▶ [THE PROBLEM]: Rewrite the material below so that every "bounding box" reads "rectangle", leaving everything else the same.

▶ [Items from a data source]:
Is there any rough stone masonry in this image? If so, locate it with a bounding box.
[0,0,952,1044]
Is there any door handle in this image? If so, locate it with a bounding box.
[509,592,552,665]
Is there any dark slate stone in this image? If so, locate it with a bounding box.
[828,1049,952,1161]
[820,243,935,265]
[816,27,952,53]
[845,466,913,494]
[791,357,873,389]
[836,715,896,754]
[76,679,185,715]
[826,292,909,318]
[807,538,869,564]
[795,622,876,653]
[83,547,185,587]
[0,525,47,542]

▶ [RESULT OF THE EXERCISE]:
Is there any rough stone masonry in this image? If so, locate it with a rectangle.
[0,0,952,1044]
Is there any door handle in this image? If so, locate it with a rectangle.
[509,592,552,665]
Is there any dark slate stone in this image? If so, locate it with a rectangle.
[828,1049,952,1161]
[820,243,935,265]
[816,27,952,53]
[845,466,913,494]
[791,357,873,389]
[836,715,896,754]
[76,679,185,715]
[826,292,909,318]
[807,538,869,564]
[795,622,876,653]
[83,547,185,587]
[0,525,47,542]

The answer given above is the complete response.